(Selection):
● ● ●

Member Kudos: Project-Based Learning, Pontiact School District

2015 Education Excellence Award Recipient

DashBoard, Oct. 7, 2015

The 20 recipients of the 2015 MASB/SET SEG Foundation Education Excellence Awards are some of the greatest examples of unique and innovative public school programs in the state of Michigan. Over the next few months, MASB will share the details of each program from their applications, presented in alphabetical order by district. This week we highlight Project-Based Learning at the International Technology Academy in the Pontiac School District.

Description: The International Technology Academy is a unique, innovative program that provides a quality, project-based learning experience to a diverse population in the Pontiac area. ITA strives to help all students achieve their full academic potential, prepare them for success in college, and equip them with the ability and the desire for life-long learning. ITA teaches its students to perform to the best of their ability and achieve academic excellence in a global context using the 21st century skills (communication, collaboration, creativity and critical thinking), while preparing graduates to attend colleges and universities. This program develops and strengthens students' values transforming young men and women into productive, contributing members of society.

ITA’s Goals

  • To provide a well-rounded, project-based learning experience.
  • To train students in critical thinking and logical reasoning.
  • To prepare students to utilize 21st century skills.
  • To generate a passion for life-long learning.

Funding/Resources: At the beginning of the 2010-2011 school year, grant money was used to create the International Technology Academy, a project-based learning integrated technology honors school within the Pontiac School District. In the summer between years one and two, Title II grant money was utilized to send staff to NU-Tech training to learn how to integrate project-based learning into a regular school environment. Teachers also attended International Baccalaureate training and technology training at Harvard the same summer.

The ITA program began with 125 students in one wing of an elementary school and was moved twice after. First to a wing at Pontiac Middle School as the numbers grew to 210 students, and finally to its own repurposed elementary building where it now serves 430 students. Most of these moves were done with limited financial outlay.

There are many partners that work with the ITA program to enhance educational opportunities for our students. Some of these partners include GM Powertrain, Oakland University, Fifth Third Bank and the Optimist Club.

The number of paid staff has grown from six teachers, one principal and one secretary in the first year to 19 teachers, one secretary, one principal, a counselor, a social worker and two building helpers this year.

Outreach: ITA is a highly regarded program that provides a project-based learning experience to a population of 430 students with diverse ethnicities. Through this experience, ITA is expanding educational opportunities to improve the students’ abilities to achieve communication, creativity, critical thinking and collaboration skills. Project-based learning is transforming the roles of students and teachers in ways that benefit everyone involved.

In the PBL classroom at ITA, students develop a sense of urgency as learners, leaders and as teachers. Instead of students becoming recipients of information, they are actively leading the charge to their own quality education. The process of student engagement and connection is amazing. The students are invested in the high-quality product they produce using their collaboration, creativity and communication skills.

In the PBL environment, the teachers act as facilitators and are deemed as mentors or coaches. The goal of this innovative, unique program is to design learning that challenges students intellectually and creatively. The students are thought of more as innovators or creators. This program expands educational opportunities where the teacher designs inquiry-based units that help students generate ideas, provide models of work, consult with fellow students, give ‘critical friends’ (feedback) and structure experiences so that students’ may present to their work to a variety of audiences.

● ● ●

(Material supplied):
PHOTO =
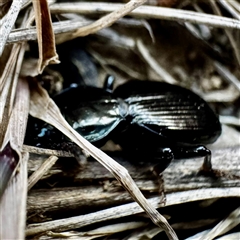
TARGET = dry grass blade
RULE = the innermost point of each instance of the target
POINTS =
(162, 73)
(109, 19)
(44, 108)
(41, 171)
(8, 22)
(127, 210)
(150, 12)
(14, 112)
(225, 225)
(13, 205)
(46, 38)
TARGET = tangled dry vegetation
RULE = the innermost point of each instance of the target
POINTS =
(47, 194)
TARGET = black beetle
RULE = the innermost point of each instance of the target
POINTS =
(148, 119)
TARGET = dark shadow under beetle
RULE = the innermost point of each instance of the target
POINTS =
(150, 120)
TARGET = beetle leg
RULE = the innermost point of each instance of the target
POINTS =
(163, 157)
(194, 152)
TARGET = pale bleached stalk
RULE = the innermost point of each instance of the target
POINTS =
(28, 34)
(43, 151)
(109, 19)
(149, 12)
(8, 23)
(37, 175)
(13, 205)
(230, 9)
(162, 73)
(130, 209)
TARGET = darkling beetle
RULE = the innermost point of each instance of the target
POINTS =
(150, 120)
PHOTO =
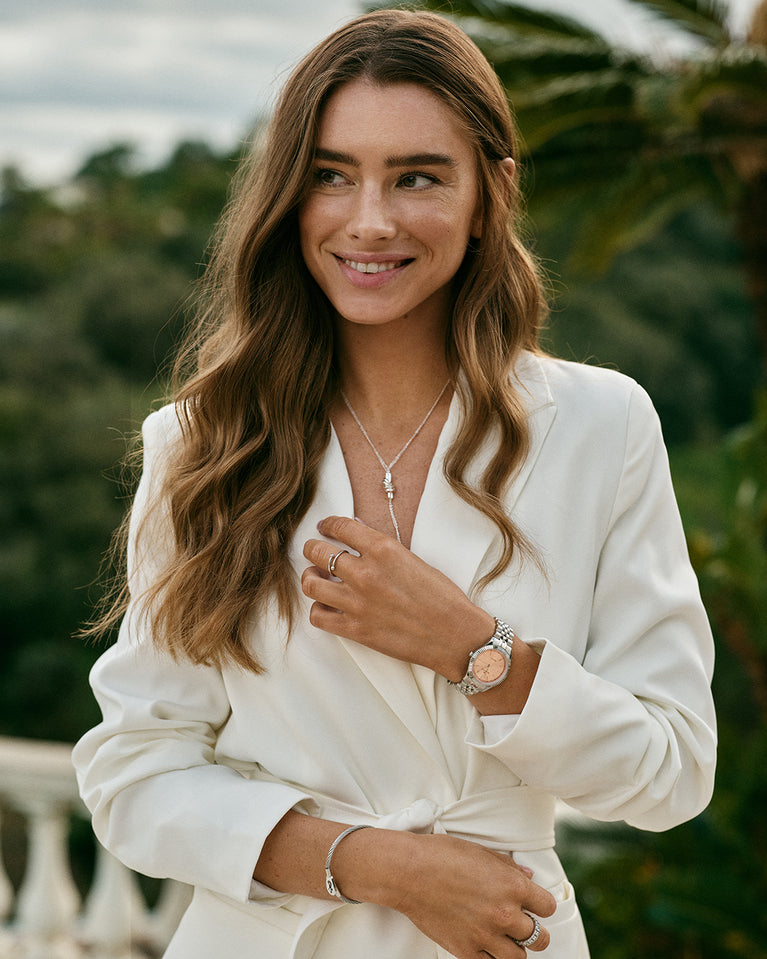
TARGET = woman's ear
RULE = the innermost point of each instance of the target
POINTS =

● ● ●

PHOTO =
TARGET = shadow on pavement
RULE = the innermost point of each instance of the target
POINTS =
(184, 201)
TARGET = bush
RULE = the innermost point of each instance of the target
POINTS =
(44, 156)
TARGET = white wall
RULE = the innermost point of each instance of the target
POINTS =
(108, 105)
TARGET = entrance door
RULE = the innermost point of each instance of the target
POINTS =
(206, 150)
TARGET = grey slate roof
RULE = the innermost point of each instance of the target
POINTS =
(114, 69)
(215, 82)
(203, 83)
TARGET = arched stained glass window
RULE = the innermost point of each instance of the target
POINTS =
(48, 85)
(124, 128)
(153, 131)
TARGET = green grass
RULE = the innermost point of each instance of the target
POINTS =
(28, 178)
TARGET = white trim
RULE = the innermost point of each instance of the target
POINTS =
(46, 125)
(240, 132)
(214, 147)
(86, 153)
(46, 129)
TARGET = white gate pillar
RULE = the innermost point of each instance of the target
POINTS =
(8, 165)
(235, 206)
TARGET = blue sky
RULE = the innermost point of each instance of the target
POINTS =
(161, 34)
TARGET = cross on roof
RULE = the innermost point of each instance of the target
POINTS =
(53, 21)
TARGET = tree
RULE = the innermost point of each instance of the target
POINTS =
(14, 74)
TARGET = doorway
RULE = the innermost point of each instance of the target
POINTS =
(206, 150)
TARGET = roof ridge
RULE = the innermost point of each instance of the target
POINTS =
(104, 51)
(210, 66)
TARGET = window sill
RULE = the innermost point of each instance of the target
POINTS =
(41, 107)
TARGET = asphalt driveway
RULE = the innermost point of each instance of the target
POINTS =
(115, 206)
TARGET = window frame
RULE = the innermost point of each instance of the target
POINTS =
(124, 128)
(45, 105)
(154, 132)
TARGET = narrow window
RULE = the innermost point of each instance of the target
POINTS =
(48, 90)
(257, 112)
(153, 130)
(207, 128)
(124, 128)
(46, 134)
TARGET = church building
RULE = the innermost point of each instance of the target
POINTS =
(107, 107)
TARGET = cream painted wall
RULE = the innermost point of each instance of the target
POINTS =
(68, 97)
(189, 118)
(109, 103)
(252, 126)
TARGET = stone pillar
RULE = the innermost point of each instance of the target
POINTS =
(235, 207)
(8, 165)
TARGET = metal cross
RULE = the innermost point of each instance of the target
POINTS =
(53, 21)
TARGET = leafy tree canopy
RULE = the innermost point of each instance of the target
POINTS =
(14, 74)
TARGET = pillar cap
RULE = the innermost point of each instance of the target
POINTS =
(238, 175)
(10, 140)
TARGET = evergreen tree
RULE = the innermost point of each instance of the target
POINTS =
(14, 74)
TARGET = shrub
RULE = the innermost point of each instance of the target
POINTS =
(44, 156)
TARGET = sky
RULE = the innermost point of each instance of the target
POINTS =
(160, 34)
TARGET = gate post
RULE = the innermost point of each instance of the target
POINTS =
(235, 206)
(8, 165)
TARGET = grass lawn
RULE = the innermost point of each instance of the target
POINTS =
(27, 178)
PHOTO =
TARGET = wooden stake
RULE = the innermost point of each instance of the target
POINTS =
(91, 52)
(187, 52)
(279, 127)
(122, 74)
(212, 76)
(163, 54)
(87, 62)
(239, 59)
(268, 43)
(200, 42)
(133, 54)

● ● ●

(Goals):
1. How would you say "Most of these moves were done with limited financial outlay." from the ITA article in Spanish?
2. Could you write the next paragraph of the ITA article, picking up after its final sentence?
The material after the ITA article comes from a separate source.

(Responses for each task):
1. La mayoría de estos traslados se realizaron con un desembolso económico limitado.

2.
In the interest of explaining the roles of students and teachers, there are several glimpses into the successful PBL practices at ITA. A successful unit of study will use Knows/Needs to Know and essential questions to initiate student inquiry. The students focus on topics where there are problems, tension or a struggle, which encourages students to begin developing ideas and questions of their own that they then pursue through projects they create. The initial framing helps those who need guidance to develop project ideas, and also benefits those who create work that goes beyond the teacher’s initial vision.

When a PBL project is introduced to a class, it tends to spark the students' thinking and creative imagination. Students use the Four Cs: communication, creativity, critical thinking and collaboration to bring the product to life. Students may write text, songs, raps or other forms of creative multimedia that complement the project. The students spend a lot of time collaborating and generating ideas for their projects. Often, the students make a list of their own or work in small groups. Then the ideas are shared aloud or the group project leader collects them in Google Docs so that everyone can access it. This is an invaluable process that allows brainstorming, feedback and a vision for a successful project. Also, students are able to participate in critical friends: by evaluating their own work, giving feedback and receiving feedback from others. This type of feedback is insightful, and it allows the students to really care about the work they are creating.

At times, the students share their work with administrators, fellow students, parents or people in the community. It is quite an experience to see students speak about their project. In fact, it is important to provide the ITA students with a real-life context for their work. Not only does it help them to understand that their work has a broader application and meaning, but it also motivates the students to deliver articulate, polished presentations with an extraordinary product.

ITA allows students to discover the power of their own voice, the quality of their work and to fulfill life-changing experiences. This program designs learning that allows for inquiry, creativity and choice, which allows educators to leave the front of the room and to stand side-by-side with the students as they transform themselves through their astounding work. The amount of communication, creativity, critical thinking and collaboration is magnanimous. “The ITA is the only way!”

Results: Although ITA is an honors-based program, many students still struggle to read at grade level. One of the main focuses of the program over the past three years has been in the area of reading. Consultants have been brought in to train teachers on how to incorporate reading strategies into project-based learning activities. Teachers work collaboratively on projects such as Science Fair to help students incorporate reading, writing and mathematics into the science content. MEAP reading test results for the 2012-2013 and 2013-2014 school years show an increase in the number of students receiving proficient scores. Attached results for sixth through eighth grade MEAP reading data shows that the number of students not proficient in reading decreased from 61 percent in 2012-2013 to 30 percent in 2013-2014. The number of students proficient in reading increased from 39 percent in 2012-2013 to 70 percent in 2013-2014. This 40 percent increase in scores over the two years shows how the dedication of the staff and the principles of project-based learning are working at ITA.

Aside from the state required assessments, Pontiac School District also administers NWEA/MAP testing to students three times each year; fall, winter and spring. Students in each grade take four computer adaptive tests in reading, math, language usage and science. These test scores are compiled districtwide for comparative analysis. Scores for students in all four areas are consistently above the district average. Fall test scores are usually above the spring goal set for the district each year in each category.

Because ITA is a project-based learning program, students participate in many competitions outside of school requirements. This year, our sixth grade class had an award-winning project at the Detroit Science Fair. In past years, we have had Voice of Democracy Essay contest winners and Optimist Club Oratorical Contest winners.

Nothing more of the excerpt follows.